◆ TEXT BLOCK ◆
The Sting of Death Is the Struggle.
Sometimes the last hours before death are intensely difficult. When death follows sickness, the struggle for the faithful— just before the angels come— is often obvious to everyone in the room. When a loved one, due to intubation or shortness of breath or other problems, loses the ability to fully communicate, but looks at caregivers with eyes that plead for some kind of relief, the inability to offer that relief is almost unbearable. Sometimes, as a son or daughter, you are looking at a parent— one who has relieved your own pain, borne your grief, on countless occasions. You would give anything now to ease the struggle as life ebbs away for your loved one, but there is absolutely nothing you can do but pray as the power of life and death does not rest in your hands.

◆ TASK INSTRUCTIONS ◆
• 1. In the passage on the struggle before death, what reasons are given for a loved one losing the ability to fully communicate?
• 2. Resume the passage on the struggle before death from the point where it stops.

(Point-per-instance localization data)
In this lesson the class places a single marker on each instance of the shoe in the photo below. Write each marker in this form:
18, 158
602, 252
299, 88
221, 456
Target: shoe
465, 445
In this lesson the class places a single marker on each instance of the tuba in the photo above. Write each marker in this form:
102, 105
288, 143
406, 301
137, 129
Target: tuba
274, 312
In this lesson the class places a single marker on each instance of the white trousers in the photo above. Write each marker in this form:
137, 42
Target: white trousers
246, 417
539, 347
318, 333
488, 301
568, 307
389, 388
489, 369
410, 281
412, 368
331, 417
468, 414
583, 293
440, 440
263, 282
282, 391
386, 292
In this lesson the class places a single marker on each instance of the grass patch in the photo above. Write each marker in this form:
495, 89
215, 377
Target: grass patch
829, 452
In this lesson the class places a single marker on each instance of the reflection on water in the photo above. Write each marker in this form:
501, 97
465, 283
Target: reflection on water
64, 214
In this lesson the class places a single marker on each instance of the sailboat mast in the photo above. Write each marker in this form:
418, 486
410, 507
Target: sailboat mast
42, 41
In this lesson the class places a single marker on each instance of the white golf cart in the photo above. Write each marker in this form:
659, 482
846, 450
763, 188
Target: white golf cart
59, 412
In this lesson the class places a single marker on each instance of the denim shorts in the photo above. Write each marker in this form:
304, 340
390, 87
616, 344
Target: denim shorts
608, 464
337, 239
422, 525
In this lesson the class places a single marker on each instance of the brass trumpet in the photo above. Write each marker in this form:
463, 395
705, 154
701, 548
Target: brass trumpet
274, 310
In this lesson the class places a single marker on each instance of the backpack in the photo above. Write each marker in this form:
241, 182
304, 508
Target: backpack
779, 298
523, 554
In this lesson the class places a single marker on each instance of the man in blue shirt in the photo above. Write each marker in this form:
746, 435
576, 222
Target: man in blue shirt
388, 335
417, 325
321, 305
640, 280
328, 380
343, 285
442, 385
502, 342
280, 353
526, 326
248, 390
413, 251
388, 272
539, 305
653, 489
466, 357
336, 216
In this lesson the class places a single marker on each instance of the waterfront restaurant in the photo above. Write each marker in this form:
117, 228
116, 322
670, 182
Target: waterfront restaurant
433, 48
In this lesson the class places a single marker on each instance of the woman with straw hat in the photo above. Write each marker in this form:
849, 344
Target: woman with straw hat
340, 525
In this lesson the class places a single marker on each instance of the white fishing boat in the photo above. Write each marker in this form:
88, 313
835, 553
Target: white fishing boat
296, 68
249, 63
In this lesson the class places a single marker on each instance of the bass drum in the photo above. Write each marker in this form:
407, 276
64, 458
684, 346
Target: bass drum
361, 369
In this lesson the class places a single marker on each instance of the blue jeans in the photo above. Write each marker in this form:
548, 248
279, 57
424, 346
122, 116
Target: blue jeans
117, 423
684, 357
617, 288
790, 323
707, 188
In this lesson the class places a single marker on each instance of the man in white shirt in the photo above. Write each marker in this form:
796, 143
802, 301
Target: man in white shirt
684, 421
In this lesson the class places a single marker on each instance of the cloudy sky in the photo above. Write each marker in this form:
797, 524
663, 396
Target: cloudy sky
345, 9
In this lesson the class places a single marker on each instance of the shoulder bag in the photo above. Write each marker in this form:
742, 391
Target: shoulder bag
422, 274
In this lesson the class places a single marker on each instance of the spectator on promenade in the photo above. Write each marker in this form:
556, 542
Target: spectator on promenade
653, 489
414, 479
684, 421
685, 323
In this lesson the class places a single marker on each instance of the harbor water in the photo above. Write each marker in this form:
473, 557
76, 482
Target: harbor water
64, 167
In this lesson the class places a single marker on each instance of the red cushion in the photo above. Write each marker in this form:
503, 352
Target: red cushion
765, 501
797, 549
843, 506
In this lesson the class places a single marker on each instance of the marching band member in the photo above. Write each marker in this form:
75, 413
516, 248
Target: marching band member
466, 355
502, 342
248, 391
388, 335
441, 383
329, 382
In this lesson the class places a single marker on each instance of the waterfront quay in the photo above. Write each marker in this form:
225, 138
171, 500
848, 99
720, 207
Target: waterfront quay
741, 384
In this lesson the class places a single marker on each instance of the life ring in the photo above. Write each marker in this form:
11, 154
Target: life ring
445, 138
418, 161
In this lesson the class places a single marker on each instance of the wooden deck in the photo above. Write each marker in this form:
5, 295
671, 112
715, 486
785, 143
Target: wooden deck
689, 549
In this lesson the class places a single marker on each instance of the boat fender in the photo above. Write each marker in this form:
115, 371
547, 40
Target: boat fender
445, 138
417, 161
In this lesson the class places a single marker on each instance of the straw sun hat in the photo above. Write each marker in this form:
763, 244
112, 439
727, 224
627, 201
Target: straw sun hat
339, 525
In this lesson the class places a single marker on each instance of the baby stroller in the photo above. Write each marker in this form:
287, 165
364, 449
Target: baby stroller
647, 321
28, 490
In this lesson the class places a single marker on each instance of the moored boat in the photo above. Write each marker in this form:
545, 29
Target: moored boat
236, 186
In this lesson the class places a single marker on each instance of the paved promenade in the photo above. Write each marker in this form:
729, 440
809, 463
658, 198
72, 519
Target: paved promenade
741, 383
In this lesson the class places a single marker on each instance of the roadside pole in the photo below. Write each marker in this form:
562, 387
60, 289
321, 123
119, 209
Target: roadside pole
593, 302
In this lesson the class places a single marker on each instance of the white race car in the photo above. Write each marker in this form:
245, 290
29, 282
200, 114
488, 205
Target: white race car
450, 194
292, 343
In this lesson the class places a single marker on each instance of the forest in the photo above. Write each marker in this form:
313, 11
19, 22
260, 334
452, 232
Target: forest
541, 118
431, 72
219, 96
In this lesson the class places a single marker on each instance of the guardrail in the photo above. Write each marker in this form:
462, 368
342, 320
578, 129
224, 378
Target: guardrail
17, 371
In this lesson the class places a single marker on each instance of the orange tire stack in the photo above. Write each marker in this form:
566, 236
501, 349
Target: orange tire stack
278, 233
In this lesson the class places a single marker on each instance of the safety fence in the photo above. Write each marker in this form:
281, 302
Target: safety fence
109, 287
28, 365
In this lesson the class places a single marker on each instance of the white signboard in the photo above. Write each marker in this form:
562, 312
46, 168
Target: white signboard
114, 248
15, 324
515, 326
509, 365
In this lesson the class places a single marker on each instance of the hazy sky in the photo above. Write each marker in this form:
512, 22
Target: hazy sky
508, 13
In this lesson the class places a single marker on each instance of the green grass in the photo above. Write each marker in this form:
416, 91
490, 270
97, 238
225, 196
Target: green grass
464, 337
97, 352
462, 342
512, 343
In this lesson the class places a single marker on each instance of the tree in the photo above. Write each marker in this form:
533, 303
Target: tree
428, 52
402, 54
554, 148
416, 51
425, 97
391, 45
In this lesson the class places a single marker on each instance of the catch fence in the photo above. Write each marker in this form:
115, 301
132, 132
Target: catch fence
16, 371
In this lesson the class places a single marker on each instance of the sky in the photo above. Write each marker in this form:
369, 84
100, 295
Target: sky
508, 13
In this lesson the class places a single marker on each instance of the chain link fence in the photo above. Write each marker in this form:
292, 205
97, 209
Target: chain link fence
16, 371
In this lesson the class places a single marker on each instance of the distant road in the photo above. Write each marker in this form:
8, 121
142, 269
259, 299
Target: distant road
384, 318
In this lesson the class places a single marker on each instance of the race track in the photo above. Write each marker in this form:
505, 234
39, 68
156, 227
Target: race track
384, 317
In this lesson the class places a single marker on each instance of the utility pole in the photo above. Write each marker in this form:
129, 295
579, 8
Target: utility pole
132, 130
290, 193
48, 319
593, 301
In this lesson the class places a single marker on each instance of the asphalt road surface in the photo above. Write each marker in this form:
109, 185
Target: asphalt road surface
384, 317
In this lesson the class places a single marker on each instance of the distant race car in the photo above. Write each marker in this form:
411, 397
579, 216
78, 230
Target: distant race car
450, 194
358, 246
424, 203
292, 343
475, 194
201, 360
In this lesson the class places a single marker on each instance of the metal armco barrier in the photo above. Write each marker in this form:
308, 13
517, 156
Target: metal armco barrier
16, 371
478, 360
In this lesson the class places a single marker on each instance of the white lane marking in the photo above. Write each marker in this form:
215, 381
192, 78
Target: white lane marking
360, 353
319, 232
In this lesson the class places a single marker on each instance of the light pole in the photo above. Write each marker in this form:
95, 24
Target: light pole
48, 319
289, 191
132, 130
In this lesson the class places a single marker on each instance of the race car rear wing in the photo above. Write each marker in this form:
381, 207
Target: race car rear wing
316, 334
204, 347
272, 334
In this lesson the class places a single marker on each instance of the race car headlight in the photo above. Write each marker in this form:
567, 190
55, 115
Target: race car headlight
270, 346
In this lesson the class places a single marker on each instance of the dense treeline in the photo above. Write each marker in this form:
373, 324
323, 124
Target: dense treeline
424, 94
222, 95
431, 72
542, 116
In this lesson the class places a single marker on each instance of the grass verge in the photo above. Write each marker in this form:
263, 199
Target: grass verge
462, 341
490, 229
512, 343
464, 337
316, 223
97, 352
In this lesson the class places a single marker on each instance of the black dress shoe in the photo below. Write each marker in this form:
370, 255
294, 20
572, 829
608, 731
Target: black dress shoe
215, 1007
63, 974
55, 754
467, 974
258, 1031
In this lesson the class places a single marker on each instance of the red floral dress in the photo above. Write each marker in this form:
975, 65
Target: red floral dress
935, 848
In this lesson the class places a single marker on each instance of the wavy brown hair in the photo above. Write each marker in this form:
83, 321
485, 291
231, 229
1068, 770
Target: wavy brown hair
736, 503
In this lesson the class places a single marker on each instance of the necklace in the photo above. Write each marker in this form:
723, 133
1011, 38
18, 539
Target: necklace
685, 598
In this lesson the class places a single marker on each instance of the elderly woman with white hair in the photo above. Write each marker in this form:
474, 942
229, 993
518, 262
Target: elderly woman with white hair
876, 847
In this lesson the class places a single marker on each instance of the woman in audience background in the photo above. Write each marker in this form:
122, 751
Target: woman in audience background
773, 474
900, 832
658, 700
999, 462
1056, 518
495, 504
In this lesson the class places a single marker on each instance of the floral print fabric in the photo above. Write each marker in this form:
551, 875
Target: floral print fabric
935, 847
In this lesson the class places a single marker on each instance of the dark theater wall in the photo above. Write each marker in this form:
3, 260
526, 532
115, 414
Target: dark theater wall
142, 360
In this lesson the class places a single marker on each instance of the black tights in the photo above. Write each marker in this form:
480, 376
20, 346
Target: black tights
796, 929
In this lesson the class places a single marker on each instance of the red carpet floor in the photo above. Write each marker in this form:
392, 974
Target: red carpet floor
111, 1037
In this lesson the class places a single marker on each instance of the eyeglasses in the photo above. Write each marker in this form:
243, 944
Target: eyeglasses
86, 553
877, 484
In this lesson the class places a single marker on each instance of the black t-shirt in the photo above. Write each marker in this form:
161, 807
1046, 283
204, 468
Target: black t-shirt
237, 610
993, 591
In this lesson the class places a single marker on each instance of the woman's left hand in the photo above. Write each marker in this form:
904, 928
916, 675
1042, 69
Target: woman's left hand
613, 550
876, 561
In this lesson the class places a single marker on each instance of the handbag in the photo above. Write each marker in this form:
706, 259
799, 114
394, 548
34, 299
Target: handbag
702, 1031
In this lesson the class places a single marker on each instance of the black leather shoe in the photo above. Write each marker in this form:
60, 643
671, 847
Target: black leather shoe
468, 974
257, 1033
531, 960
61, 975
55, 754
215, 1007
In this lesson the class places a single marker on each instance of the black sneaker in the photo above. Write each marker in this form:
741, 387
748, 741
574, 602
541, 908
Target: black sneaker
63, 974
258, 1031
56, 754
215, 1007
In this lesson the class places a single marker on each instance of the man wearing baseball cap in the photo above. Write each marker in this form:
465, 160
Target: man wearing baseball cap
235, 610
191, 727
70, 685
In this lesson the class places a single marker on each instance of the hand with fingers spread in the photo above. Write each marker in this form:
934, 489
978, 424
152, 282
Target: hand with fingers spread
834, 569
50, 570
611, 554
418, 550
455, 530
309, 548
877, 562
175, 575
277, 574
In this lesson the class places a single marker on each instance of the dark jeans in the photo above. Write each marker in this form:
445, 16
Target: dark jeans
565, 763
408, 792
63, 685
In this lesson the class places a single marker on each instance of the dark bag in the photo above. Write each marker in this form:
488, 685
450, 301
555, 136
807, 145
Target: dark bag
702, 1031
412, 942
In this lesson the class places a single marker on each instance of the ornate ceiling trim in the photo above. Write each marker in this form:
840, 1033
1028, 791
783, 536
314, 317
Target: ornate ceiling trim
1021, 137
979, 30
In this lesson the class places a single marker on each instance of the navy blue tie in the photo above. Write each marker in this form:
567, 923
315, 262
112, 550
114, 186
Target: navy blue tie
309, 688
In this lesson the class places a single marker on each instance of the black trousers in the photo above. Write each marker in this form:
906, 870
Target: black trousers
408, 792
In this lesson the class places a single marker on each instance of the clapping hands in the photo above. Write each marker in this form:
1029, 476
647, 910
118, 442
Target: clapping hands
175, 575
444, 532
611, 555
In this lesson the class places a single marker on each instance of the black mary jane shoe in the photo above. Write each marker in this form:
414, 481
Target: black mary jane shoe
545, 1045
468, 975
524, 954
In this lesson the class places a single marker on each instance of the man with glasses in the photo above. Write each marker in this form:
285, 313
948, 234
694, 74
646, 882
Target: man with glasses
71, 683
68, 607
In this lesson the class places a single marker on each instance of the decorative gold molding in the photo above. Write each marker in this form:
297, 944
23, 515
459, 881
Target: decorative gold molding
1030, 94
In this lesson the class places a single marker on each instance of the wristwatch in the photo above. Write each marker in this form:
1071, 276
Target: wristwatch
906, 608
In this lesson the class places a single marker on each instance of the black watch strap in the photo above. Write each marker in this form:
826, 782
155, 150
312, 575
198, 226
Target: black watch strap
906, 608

◆ ANSWERS FOR THIS EXERCISE ◆
• 1. Intubation, shortness of breath, or other problems.

• 2.
That’s when you are glad for passages of Holy Writ that are comforting beyond what any mortal can offer. You pray, in those moments, for the “peace that passes understanding”—the peace that can “guard your heart and mind” in Christ Jesus (Philippians 4:7). You remember that neither life nor death (neither of the possibilities at the end of the struggle) can separate those in the room from the love of Christ (Romans 8:38). You remember that, whether this loved one lives or dies, you are still walking in the dark shadow cast by death and that you should fear no evil, for He is with you. There is great comfort in His rod and staff (Psalm 23:1-3). You remember that you may be approaching a very precious moment because that’s how the death of His saints is characterized. It is “precious” to God (Psalm 116:15). The Word is truly the staff on which you lean in these moments of struggle.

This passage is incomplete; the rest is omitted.